• _Exercise material_
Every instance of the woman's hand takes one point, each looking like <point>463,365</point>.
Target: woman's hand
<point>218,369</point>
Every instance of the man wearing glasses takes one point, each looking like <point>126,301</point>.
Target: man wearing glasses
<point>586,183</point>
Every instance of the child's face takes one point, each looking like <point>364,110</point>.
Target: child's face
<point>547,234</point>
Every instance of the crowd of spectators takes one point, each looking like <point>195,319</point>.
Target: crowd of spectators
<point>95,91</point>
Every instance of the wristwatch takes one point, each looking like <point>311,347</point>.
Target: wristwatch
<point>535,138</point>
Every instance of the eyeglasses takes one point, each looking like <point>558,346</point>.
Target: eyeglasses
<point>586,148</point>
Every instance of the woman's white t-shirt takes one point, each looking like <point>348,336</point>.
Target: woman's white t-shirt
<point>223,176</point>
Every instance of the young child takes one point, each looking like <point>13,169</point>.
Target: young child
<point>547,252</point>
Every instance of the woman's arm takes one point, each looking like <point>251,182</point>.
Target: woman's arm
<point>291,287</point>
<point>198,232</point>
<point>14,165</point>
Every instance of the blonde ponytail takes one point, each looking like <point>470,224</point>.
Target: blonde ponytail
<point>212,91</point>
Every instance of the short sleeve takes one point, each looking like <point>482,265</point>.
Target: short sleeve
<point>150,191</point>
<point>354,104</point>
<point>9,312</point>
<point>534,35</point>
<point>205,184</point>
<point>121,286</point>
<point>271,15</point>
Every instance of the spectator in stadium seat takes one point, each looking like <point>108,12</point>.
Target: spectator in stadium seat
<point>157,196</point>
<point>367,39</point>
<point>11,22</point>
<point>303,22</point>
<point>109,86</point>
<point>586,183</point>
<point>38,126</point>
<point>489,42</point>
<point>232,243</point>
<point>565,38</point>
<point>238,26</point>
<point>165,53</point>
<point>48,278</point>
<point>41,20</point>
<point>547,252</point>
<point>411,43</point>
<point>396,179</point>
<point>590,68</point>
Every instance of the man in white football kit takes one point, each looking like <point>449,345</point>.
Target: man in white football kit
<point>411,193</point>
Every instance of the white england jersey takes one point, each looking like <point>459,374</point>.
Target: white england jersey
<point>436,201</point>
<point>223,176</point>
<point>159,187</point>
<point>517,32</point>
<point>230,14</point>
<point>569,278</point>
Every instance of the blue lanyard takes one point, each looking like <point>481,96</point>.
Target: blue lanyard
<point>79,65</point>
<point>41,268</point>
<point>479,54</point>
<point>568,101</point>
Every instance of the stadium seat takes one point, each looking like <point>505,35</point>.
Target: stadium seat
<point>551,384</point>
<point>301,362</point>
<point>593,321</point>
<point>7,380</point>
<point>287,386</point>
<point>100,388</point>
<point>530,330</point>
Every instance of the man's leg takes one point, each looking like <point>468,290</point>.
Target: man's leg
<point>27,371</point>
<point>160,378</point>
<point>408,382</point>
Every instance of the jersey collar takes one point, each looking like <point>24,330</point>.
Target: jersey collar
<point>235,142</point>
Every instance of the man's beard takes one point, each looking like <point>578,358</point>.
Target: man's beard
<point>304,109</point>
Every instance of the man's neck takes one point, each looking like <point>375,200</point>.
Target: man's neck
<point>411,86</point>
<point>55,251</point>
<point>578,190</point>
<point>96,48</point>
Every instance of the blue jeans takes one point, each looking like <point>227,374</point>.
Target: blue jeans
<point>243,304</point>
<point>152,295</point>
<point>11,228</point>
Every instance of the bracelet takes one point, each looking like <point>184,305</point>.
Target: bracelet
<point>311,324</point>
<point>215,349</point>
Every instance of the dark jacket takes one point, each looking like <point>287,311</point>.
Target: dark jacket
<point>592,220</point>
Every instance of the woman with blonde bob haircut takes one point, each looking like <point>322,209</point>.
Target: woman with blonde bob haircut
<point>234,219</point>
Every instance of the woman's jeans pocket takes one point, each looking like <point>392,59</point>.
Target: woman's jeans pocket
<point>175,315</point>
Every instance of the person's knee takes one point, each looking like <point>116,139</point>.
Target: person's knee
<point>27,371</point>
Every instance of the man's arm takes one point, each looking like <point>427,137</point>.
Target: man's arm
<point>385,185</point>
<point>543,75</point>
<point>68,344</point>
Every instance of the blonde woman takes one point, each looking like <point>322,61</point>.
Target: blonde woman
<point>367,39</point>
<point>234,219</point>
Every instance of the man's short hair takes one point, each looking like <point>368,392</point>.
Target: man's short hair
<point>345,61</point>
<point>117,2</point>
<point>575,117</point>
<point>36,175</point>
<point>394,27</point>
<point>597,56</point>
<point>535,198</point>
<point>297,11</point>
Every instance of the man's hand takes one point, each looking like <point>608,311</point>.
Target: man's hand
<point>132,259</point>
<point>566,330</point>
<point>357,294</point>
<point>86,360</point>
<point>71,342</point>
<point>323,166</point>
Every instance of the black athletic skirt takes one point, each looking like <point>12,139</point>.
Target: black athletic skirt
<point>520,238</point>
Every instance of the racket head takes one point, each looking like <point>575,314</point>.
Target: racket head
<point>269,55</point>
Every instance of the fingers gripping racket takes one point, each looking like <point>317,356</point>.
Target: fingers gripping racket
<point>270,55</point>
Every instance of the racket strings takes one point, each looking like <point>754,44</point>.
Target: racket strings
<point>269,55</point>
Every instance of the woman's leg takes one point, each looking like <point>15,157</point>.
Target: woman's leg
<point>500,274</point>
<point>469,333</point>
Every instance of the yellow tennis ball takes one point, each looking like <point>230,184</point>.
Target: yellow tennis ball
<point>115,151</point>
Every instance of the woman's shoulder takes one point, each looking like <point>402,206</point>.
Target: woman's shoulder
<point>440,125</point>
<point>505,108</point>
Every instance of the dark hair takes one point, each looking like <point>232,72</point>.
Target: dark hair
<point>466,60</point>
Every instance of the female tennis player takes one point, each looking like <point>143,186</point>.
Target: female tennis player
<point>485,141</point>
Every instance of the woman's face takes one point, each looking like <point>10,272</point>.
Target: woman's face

• _Problem requirements_
Please copy only the lines between the first line of the entries and the line with "Every instance of the crowd", keeping those two end lines as well, exactly as written.

• _Reply_
Every instance of the woman's hand takes one point, each looking like <point>463,365</point>.
Target: woman's hand
<point>218,369</point>
Every instance of the man wearing glasses takes one point, each looking like <point>126,301</point>.
Target: man wearing glasses
<point>586,183</point>
Every instance of the child's face takes one point, each looking like <point>364,110</point>.
Target: child's face
<point>547,234</point>
Every instance of the crowd of spectators takes one point, each looking like <point>195,319</point>.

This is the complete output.